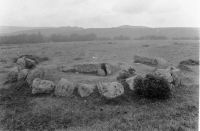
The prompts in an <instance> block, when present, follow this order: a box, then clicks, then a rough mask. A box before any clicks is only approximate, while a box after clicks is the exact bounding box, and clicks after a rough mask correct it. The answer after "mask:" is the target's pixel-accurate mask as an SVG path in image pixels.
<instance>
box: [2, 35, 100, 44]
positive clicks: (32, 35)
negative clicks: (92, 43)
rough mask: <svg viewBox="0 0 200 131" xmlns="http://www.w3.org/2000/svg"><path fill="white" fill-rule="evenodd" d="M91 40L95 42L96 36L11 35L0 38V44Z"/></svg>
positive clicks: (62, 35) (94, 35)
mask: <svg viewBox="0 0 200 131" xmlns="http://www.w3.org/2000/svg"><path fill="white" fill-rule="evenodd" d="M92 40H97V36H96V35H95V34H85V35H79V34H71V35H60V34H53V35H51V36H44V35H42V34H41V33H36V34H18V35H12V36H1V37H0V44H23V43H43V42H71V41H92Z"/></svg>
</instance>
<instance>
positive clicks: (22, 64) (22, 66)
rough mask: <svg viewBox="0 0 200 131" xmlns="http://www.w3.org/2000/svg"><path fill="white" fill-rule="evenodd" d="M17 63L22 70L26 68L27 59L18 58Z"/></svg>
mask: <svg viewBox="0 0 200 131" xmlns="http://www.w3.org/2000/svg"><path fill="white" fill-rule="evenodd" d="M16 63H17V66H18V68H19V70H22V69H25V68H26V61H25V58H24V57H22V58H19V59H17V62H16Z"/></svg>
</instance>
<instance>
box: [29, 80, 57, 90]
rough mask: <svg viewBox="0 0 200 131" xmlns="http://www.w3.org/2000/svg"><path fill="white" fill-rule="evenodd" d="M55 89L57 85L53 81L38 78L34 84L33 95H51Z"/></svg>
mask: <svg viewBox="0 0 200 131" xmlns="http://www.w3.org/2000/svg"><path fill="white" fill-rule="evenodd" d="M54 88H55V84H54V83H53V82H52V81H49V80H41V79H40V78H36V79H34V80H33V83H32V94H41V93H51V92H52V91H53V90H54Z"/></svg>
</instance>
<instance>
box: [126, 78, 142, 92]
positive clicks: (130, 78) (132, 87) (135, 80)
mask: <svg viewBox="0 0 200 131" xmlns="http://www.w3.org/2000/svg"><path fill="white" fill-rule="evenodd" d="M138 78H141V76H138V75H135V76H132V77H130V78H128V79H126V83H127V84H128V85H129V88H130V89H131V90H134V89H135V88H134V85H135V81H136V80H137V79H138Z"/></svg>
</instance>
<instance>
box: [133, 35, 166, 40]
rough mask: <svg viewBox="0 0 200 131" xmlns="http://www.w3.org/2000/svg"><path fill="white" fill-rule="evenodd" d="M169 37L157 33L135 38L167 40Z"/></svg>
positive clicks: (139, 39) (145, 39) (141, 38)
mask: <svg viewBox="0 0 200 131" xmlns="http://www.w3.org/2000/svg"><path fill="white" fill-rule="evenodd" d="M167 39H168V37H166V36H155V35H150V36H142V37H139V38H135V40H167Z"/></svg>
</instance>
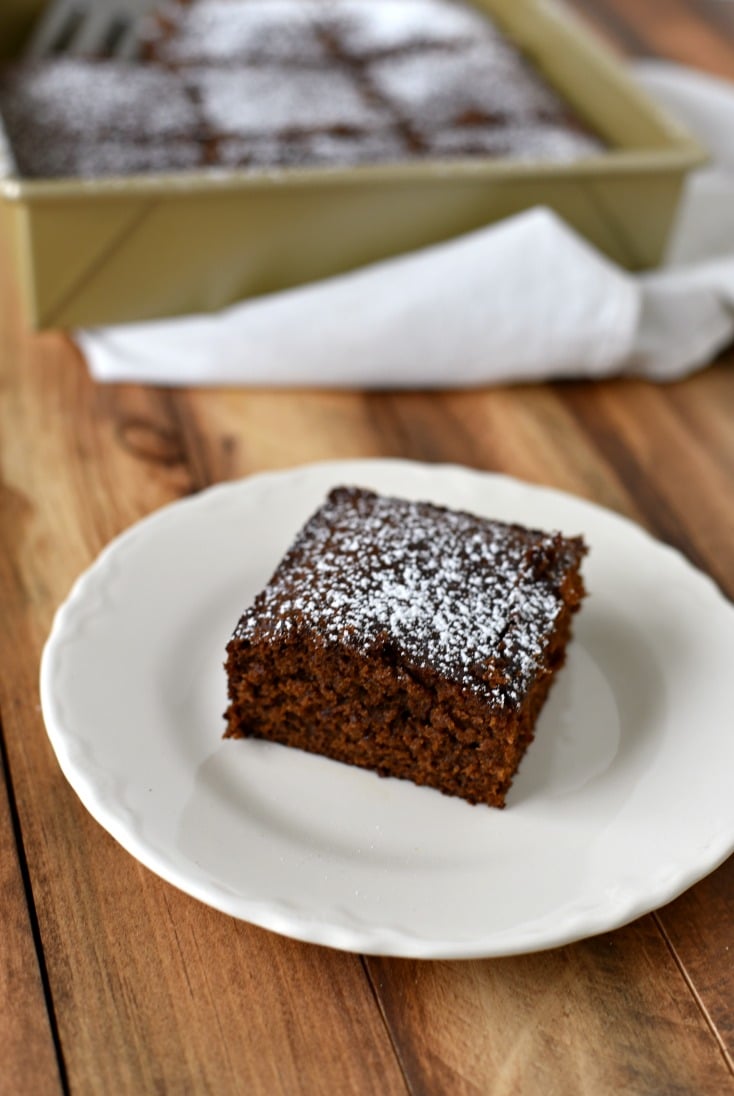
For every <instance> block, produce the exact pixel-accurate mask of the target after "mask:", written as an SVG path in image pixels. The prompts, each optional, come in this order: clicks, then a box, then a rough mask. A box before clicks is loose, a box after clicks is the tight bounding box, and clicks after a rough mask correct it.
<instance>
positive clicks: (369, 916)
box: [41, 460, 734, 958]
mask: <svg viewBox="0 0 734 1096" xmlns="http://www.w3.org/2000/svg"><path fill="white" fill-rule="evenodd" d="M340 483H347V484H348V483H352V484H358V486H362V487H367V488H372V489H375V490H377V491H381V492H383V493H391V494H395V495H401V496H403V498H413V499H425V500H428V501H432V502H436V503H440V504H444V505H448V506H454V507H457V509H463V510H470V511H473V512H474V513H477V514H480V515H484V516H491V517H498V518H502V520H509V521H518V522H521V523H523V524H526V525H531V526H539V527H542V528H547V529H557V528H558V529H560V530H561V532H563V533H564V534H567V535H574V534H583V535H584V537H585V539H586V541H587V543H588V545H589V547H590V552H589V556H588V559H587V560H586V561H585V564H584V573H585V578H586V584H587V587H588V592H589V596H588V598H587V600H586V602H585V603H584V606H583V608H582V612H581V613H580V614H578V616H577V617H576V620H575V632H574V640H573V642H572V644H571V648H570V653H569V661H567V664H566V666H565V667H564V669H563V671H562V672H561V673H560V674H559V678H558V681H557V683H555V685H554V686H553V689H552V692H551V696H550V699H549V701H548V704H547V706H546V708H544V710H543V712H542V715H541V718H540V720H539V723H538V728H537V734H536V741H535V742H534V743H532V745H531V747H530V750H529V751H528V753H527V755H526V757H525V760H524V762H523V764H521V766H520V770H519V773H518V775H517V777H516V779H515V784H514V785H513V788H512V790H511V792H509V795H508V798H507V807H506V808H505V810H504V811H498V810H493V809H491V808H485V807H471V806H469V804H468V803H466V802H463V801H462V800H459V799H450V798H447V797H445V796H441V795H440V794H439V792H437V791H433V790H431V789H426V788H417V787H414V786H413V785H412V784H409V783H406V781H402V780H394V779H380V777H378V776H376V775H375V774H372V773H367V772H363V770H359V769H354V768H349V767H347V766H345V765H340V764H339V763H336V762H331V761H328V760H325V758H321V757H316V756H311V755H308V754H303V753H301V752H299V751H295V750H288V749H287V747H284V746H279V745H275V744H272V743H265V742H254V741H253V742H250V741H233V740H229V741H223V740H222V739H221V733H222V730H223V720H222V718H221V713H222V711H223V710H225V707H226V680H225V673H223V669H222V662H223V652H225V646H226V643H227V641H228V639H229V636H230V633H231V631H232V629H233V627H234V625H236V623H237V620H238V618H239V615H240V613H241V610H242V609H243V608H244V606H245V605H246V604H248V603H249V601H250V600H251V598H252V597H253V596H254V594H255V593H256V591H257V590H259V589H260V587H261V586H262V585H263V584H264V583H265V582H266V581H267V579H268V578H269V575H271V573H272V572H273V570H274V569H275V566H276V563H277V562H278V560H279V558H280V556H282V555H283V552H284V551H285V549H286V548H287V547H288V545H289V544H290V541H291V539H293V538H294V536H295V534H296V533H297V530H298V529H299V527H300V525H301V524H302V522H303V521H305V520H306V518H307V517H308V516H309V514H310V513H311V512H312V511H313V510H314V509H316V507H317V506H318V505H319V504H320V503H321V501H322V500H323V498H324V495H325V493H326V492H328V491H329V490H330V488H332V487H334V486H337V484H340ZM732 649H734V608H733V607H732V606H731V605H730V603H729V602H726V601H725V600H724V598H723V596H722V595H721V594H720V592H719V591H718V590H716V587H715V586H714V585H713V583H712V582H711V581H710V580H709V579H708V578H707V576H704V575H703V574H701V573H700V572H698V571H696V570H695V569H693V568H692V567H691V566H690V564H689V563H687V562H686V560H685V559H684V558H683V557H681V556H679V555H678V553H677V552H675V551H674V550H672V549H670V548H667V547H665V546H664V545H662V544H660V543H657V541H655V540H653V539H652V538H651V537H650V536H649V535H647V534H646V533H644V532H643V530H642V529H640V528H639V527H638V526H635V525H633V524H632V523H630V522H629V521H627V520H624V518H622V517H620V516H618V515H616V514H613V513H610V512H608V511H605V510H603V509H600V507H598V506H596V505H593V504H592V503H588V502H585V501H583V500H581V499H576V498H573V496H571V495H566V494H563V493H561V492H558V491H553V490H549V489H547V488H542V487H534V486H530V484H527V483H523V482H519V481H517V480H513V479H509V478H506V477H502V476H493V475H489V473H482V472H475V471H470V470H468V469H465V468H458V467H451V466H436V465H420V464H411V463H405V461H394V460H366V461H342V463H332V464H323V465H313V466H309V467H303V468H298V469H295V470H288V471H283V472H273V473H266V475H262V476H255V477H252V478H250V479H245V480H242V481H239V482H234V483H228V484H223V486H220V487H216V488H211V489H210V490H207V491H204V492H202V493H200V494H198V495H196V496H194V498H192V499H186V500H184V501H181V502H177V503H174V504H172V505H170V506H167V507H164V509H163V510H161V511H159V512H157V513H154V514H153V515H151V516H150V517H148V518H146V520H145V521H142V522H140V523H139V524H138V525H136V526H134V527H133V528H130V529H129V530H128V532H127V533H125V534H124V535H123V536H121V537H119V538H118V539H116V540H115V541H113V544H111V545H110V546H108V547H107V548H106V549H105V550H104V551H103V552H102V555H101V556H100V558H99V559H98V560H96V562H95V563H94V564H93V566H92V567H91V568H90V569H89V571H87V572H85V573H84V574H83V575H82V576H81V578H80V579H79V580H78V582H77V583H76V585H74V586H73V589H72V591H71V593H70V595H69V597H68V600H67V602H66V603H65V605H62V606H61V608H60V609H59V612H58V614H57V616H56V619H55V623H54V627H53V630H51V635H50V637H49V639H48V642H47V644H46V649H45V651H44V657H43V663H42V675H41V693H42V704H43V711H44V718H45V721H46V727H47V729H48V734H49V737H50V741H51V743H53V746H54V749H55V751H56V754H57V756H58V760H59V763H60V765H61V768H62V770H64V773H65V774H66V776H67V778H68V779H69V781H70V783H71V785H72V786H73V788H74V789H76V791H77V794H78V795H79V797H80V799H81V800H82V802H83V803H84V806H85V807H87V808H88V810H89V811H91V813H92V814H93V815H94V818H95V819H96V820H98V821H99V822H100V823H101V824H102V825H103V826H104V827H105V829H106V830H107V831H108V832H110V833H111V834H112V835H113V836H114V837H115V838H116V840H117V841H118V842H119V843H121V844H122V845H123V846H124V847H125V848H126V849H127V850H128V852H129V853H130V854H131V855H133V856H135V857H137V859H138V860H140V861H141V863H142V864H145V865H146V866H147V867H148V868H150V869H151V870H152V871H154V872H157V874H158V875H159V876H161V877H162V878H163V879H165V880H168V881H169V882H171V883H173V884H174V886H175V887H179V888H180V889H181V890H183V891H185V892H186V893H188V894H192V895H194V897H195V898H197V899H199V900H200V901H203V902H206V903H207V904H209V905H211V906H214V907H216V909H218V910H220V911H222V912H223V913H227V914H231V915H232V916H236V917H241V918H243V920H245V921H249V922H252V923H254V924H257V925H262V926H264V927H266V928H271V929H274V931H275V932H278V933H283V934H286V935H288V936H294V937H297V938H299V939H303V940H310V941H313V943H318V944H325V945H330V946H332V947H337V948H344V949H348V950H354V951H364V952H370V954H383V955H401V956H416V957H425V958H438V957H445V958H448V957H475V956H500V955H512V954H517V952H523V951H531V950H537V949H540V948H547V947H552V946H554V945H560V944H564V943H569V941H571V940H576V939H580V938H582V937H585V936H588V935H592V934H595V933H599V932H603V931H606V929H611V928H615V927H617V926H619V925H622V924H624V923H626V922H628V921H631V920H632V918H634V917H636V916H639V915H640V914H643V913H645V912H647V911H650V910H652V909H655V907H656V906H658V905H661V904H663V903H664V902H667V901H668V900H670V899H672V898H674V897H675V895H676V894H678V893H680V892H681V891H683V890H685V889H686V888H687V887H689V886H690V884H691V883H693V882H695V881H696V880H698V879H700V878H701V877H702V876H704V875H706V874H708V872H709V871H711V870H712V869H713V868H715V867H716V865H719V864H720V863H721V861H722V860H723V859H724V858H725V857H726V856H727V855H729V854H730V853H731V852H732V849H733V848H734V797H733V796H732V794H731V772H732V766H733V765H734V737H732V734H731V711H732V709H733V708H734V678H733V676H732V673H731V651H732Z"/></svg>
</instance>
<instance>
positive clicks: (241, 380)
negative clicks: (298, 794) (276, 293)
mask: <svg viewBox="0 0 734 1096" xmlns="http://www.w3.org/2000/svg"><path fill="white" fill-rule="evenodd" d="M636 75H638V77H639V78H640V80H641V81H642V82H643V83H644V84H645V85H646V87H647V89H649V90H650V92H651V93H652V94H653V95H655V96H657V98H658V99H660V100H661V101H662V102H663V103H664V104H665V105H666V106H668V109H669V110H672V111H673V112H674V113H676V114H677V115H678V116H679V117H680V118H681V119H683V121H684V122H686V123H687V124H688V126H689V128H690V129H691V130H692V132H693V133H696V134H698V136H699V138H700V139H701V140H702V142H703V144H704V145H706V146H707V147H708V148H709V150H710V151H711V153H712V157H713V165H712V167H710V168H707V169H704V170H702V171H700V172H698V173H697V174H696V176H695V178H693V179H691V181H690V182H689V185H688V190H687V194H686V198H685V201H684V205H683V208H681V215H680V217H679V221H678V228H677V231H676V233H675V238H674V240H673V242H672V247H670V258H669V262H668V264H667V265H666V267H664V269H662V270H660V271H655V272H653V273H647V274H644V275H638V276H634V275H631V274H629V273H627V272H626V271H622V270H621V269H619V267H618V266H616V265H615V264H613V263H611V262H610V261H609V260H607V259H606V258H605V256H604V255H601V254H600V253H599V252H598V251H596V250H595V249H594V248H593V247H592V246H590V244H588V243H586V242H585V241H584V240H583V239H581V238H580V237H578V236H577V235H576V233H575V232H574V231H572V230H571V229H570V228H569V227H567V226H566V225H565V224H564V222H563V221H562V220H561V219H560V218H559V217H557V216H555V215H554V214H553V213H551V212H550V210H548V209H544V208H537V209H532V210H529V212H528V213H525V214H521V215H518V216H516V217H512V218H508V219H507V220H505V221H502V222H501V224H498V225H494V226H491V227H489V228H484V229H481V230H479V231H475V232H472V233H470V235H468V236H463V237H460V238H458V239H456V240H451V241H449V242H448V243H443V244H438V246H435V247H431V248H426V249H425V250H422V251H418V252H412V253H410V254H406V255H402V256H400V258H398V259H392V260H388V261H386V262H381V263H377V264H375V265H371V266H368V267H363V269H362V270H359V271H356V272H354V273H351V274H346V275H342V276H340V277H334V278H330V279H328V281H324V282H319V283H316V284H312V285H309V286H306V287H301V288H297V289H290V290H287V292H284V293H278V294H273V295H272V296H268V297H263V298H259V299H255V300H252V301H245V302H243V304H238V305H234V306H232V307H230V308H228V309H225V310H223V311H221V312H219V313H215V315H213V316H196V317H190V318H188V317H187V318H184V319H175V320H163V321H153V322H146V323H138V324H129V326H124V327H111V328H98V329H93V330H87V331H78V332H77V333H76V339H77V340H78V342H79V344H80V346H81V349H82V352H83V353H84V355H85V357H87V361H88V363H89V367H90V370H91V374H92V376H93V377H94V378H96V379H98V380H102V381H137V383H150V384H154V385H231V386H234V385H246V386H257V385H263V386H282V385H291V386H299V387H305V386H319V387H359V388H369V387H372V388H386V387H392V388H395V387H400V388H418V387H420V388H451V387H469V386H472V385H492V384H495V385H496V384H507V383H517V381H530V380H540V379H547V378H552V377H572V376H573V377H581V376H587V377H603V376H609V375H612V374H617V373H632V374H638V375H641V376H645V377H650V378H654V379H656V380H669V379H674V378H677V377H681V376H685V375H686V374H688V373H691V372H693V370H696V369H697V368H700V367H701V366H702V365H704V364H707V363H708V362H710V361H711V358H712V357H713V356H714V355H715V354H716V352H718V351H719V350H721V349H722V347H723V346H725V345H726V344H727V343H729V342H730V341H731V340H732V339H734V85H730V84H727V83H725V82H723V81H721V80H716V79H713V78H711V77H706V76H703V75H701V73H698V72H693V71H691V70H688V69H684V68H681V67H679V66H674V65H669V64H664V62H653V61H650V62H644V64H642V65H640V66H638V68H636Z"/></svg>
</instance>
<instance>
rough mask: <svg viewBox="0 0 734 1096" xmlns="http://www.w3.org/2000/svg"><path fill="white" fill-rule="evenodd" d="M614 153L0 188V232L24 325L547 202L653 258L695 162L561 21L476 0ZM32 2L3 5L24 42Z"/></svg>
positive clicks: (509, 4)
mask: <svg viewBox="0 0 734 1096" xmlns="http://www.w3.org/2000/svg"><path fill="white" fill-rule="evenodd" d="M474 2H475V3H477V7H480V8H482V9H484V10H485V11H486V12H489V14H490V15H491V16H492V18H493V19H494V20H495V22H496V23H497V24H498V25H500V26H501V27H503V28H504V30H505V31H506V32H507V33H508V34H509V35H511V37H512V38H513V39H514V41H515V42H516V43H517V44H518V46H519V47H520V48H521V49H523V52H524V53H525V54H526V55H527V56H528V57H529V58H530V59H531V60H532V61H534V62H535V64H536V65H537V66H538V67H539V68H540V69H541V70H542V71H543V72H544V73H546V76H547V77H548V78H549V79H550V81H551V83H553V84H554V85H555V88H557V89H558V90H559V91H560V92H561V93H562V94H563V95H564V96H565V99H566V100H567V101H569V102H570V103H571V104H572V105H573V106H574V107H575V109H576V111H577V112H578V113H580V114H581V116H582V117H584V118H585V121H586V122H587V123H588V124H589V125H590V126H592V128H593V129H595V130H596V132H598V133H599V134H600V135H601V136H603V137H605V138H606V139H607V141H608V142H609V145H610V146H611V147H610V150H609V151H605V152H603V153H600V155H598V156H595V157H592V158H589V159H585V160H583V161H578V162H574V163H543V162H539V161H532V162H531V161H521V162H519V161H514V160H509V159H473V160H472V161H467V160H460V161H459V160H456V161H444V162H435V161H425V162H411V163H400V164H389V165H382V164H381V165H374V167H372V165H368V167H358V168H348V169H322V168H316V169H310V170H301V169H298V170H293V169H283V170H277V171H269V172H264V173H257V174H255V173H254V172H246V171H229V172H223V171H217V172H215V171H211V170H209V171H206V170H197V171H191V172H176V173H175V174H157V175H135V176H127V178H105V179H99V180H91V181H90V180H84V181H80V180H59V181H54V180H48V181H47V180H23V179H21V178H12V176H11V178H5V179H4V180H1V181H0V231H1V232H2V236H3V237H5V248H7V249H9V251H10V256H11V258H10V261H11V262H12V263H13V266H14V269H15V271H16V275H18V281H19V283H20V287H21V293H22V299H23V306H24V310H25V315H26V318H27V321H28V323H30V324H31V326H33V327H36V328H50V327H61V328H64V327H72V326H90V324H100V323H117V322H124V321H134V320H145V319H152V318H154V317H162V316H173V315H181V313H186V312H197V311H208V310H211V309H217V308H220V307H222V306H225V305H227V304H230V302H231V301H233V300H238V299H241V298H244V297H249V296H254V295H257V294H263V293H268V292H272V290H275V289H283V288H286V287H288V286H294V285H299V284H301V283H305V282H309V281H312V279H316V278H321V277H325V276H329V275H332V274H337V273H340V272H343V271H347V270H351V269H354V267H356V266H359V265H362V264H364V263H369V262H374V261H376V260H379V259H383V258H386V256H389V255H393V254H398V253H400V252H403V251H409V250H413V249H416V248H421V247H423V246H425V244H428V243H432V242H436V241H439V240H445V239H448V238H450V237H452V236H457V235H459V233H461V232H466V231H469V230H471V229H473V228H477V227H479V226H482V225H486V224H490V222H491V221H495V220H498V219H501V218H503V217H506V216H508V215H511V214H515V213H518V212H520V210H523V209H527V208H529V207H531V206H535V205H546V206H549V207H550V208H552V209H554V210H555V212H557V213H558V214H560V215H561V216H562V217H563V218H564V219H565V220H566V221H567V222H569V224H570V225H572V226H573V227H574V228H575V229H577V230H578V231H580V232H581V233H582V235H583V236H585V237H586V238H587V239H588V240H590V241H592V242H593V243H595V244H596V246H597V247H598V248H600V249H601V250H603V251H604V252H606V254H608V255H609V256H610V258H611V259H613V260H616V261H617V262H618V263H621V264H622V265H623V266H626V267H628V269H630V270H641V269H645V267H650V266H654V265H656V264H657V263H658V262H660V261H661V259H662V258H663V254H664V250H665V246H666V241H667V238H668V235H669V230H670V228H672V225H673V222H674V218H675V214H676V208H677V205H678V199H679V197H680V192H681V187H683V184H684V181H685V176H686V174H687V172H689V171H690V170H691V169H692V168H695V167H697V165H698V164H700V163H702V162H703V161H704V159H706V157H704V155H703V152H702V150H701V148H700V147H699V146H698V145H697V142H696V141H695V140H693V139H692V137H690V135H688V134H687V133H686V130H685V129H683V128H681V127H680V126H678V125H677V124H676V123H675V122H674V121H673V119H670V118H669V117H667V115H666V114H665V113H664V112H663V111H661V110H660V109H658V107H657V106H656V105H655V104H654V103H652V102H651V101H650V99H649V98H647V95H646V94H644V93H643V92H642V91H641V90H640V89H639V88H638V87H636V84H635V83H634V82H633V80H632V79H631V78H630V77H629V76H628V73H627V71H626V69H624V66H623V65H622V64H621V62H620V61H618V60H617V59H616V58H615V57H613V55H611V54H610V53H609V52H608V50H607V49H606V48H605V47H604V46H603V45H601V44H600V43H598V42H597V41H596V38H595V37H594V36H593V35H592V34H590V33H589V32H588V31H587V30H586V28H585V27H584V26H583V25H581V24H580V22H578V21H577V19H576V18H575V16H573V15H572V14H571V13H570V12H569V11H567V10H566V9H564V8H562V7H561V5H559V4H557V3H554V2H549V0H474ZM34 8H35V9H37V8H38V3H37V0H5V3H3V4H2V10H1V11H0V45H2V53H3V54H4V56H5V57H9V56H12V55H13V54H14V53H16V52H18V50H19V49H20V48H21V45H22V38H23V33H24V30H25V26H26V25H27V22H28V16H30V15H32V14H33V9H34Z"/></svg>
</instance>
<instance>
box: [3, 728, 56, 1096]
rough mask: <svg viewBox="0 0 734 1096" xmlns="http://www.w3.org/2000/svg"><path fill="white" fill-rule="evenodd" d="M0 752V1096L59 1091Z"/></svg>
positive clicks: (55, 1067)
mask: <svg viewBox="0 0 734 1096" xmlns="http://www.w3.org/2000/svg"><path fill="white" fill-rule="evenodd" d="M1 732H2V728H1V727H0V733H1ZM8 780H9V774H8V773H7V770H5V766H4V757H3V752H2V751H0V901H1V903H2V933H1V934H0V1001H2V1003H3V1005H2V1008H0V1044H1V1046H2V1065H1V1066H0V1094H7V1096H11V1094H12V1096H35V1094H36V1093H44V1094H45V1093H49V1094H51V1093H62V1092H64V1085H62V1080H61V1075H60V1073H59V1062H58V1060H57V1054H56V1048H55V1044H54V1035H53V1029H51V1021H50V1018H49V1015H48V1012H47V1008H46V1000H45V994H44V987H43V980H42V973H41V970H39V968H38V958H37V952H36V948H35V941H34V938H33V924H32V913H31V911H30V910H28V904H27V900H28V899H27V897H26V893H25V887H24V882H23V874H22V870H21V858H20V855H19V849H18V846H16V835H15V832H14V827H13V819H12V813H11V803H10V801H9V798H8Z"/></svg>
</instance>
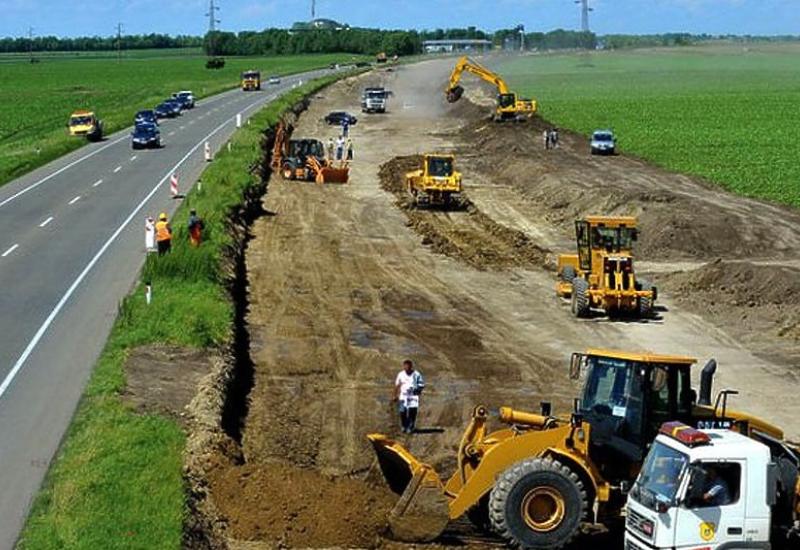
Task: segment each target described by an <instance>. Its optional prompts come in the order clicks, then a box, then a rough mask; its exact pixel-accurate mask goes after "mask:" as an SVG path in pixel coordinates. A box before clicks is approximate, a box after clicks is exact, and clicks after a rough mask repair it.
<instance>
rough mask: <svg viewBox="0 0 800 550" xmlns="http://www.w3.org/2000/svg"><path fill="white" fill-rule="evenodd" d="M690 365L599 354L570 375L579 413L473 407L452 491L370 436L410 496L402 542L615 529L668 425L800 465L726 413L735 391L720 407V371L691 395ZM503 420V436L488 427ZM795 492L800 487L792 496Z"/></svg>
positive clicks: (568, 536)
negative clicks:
• • • • • • •
# EXERCISE
Print everything from the start of the lines down to and including the line containing "positive clicks: (32, 35)", and leave the pictures out of your answer.

# PROBLEM SOLUTION
The prompts in an <instance> block, when present, follow this order: a box, then clicks, then a rough mask. A box before any clicks is only approximate, while a box after clicks is the exact bounding box, and clicks after a rough mask correct it. The answer after "mask:" is the target's pixel-accurate mask as an SVG path in image pixels.
<instance>
box: [2, 35, 100, 44]
positive clicks: (32, 35)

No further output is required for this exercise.